- Exercise prompt -
Pull every line of the pointing dataset records below and reproduce each one verbatim, keeping the original order.

(Pointing dataset records)
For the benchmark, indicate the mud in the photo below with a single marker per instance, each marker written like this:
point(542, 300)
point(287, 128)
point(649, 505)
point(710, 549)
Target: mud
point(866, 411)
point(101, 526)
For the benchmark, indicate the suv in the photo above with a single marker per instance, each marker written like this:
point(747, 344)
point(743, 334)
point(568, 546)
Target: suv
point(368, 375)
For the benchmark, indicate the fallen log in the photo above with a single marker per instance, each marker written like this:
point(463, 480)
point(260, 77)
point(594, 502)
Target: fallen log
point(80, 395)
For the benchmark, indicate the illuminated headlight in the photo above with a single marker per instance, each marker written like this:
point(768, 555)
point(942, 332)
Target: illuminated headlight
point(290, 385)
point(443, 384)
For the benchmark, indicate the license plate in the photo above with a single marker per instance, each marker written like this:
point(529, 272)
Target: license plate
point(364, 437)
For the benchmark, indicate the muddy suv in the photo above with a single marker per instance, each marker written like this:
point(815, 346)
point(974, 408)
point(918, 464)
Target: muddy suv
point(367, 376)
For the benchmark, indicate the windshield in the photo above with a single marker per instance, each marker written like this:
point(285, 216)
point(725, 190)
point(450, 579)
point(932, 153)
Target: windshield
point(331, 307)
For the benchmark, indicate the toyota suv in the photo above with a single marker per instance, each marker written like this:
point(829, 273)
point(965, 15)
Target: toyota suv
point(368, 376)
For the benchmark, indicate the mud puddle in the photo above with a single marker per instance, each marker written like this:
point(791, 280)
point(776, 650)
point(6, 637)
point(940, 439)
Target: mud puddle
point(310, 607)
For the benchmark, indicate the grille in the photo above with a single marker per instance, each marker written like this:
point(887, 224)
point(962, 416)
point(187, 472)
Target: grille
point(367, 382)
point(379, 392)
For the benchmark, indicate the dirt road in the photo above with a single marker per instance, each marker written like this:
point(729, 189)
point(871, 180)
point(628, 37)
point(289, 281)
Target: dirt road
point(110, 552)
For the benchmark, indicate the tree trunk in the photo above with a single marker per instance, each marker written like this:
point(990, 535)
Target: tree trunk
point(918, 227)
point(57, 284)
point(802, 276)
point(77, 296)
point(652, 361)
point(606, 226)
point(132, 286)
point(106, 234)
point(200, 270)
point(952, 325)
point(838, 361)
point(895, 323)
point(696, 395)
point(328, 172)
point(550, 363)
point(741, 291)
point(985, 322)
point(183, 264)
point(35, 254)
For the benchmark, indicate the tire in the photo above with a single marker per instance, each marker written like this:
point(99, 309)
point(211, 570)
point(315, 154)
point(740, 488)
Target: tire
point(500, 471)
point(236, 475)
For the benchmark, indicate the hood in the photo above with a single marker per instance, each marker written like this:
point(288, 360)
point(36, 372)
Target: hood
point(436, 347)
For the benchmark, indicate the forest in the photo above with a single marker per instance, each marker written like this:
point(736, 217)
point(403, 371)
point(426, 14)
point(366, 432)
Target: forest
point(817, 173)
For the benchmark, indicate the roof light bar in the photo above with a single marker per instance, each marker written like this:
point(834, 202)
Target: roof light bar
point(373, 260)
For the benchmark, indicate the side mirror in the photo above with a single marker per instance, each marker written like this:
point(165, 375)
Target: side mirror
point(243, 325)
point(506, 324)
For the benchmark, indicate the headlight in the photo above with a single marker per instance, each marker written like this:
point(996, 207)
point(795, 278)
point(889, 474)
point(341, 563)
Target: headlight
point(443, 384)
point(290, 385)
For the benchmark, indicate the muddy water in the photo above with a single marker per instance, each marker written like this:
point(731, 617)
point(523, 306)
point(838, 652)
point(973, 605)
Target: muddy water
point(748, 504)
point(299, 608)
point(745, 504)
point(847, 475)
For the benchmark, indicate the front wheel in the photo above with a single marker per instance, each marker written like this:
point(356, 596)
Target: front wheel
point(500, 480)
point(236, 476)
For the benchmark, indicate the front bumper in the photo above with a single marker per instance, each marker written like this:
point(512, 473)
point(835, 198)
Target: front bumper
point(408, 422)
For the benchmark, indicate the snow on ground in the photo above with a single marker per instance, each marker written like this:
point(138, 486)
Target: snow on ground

- Correct result -
For the benchmark, indicate the mud in the photo below with a single marker per instance, each marker written like this:
point(542, 300)
point(287, 128)
point(649, 505)
point(710, 549)
Target: mud
point(866, 411)
point(101, 526)
For the benchmark, indicate the suv in the photo above with a single marker per instance, each marker written like this:
point(747, 344)
point(743, 334)
point(568, 546)
Target: suv
point(368, 375)
For the benchmark, indicate the fallen log in the photo above with a single marker per instance, each marker written like this:
point(463, 480)
point(260, 77)
point(594, 502)
Target: fallen log
point(80, 395)
For the benchmark, indicate the illuminated headlight in the photo above with a single marker per instance, each marker written like this:
point(768, 555)
point(942, 332)
Target: illuminated headlight
point(290, 385)
point(443, 384)
For the benchmark, indicate the license plate in the photo above with a single marker per instance, each marker written like this:
point(529, 272)
Target: license plate
point(364, 437)
For the benchmark, indicate the muddy suv in the photo above with a single marker per instance, each marker written like this:
point(815, 346)
point(974, 408)
point(918, 464)
Target: muddy suv
point(367, 376)
For the benchmark, indicate the windshield in the photo above with a single marker per instance, each marker written like this:
point(285, 216)
point(725, 190)
point(450, 579)
point(932, 153)
Target: windshield
point(331, 307)
For the benchmark, indicate the toyota suv in the photo above with a single marker per instance, each marker written like this:
point(829, 273)
point(965, 15)
Target: toyota suv
point(368, 376)
For the benchmark, indicate the mud puddle in the photo above with a single marker per instance, each marker written like this:
point(791, 280)
point(776, 650)
point(6, 637)
point(940, 439)
Target: mud puddle
point(310, 607)
For the benchmark, indicate the grille in the photo above with a single marker per instance, each marker written like this:
point(887, 224)
point(962, 416)
point(187, 472)
Target: grille
point(367, 382)
point(379, 392)
For the benchmark, indicate the dirt road in the photo above with a single marker per instance, each marker written like this:
point(729, 189)
point(871, 180)
point(628, 37)
point(289, 281)
Target: dirt road
point(110, 552)
For the benchmark, indicate the tree trunk in the photo above with a single marker per instance, each marker written like this:
point(990, 535)
Target: tree trunk
point(918, 227)
point(57, 284)
point(802, 276)
point(77, 296)
point(652, 361)
point(606, 226)
point(132, 286)
point(106, 234)
point(200, 270)
point(952, 325)
point(838, 361)
point(895, 323)
point(696, 395)
point(328, 172)
point(550, 363)
point(741, 291)
point(985, 322)
point(183, 264)
point(35, 254)
For the benchmark, indicate the tire in the photo above with a single marker per instance, each marker written like this:
point(99, 309)
point(211, 570)
point(315, 154)
point(740, 488)
Target: tire
point(500, 471)
point(236, 475)
For the benchmark, indicate the hood in the photo above with a single marker per instance, each marker written like this:
point(288, 360)
point(36, 372)
Target: hood
point(436, 347)
For the benchmark, indicate the forest in the photo above with a single marker per instance, each marker written like this:
point(736, 217)
point(403, 371)
point(426, 14)
point(366, 432)
Target: forest
point(817, 173)
For the benchmark, indicate the roof light bar in the photo above with a single marker per instance, each marker written like this:
point(834, 202)
Target: roof light bar
point(373, 260)
For the benchmark, indicate the side mirror in the photo above with a single marker per instance, each marker written like this:
point(165, 375)
Target: side mirror
point(243, 325)
point(506, 324)
For the benchmark, indicate the headlight in the photo above with a single marker per instance, each marker written like this:
point(996, 207)
point(795, 278)
point(889, 474)
point(341, 563)
Target: headlight
point(443, 384)
point(290, 385)
For the benchmark, indicate the muddy water in the photo above with a single marker per instance, each marker written like this:
point(731, 617)
point(523, 306)
point(838, 652)
point(973, 605)
Target: muddy water
point(748, 504)
point(299, 608)
point(745, 504)
point(847, 475)
For the benchmark, indicate the front wheel in the photo above with a single marker per instance, each marker written like this:
point(356, 596)
Target: front wheel
point(500, 480)
point(236, 476)
For the benchmark, indicate the front bumper in the photo above with a single marker per instance, each marker written like this:
point(512, 473)
point(835, 198)
Target: front bumper
point(408, 422)
For the benchmark, indicate the snow on ground in the photo above with a single marker per instance, each marker written like this:
point(138, 486)
Target: snow on ground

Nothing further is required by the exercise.